**ASSIGNED TASK:**
The answer must be an exact copy of the lines from the one with "In the image provided above, does any player's leg" through the final line below, with no pictures and nothing else.

**Recorded data:**

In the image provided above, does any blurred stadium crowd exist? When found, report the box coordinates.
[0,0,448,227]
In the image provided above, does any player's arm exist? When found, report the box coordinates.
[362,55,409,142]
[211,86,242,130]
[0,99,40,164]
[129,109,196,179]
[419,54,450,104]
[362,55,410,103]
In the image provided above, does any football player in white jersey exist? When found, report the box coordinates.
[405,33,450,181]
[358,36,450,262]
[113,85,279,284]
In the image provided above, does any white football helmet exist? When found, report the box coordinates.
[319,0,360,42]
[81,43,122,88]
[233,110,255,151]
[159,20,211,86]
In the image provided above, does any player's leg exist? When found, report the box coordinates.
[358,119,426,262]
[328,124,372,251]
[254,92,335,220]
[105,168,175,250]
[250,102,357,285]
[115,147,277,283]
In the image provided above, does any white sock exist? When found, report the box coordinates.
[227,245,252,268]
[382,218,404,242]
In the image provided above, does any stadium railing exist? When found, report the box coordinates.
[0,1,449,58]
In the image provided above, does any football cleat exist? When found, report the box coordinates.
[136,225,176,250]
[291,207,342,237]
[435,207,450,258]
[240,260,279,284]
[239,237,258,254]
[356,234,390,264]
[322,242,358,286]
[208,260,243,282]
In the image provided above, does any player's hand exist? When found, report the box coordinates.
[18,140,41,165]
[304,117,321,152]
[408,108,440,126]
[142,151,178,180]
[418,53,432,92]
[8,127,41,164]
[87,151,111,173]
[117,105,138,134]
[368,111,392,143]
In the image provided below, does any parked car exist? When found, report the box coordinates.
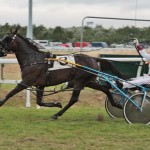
[91,42,108,48]
[34,40,49,47]
[73,42,91,47]
[59,44,70,47]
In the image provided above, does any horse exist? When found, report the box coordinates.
[0,30,128,120]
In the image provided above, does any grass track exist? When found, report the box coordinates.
[0,106,150,150]
[1,50,150,149]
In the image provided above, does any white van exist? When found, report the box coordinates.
[34,40,49,47]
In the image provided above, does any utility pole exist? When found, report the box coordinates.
[27,0,33,39]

**FINISHED EXERCISE:**
In the image provided above, does any player's leg exist? When found, report the box coordinates.
[358,119,426,262]
[328,124,372,251]
[254,92,335,220]
[105,168,175,250]
[250,102,357,285]
[115,147,277,283]
In the image provided above, does any white sock exist? When found, report the box coordinates.
[227,245,252,268]
[382,218,404,242]
In the image provided above, does any stadium railing exist? When found, report the box coordinates.
[0,1,449,58]
In the image provided above, does any football cleat exist? When found, report the box coordinates.
[136,225,176,250]
[291,207,342,237]
[435,207,450,258]
[240,260,279,284]
[239,237,258,254]
[356,234,390,264]
[322,242,358,286]
[208,260,243,282]
In the image provided above, does any player's hand exist? When found, report the box coordinates.
[18,140,41,165]
[304,117,321,152]
[408,108,440,126]
[142,151,178,180]
[418,53,432,92]
[8,127,41,164]
[87,151,111,173]
[117,105,138,134]
[368,111,392,143]
In the image provided below, does any parked car exist? When found, report the box coordinates.
[91,42,108,48]
[34,40,49,47]
[73,42,91,47]
[59,44,70,47]
In the image provided above, does any horse exist? When found, report the box coordinates.
[0,30,128,120]
In the image provided above, does any grass track exist? When found, report the box coordinates.
[0,106,150,150]
[1,50,150,149]
In the image provided above, does any white van exist? When found, report the box coordinates.
[34,40,49,47]
In the image provided above, does any utility pole exist? When found, report the box coordinates.
[27,0,33,39]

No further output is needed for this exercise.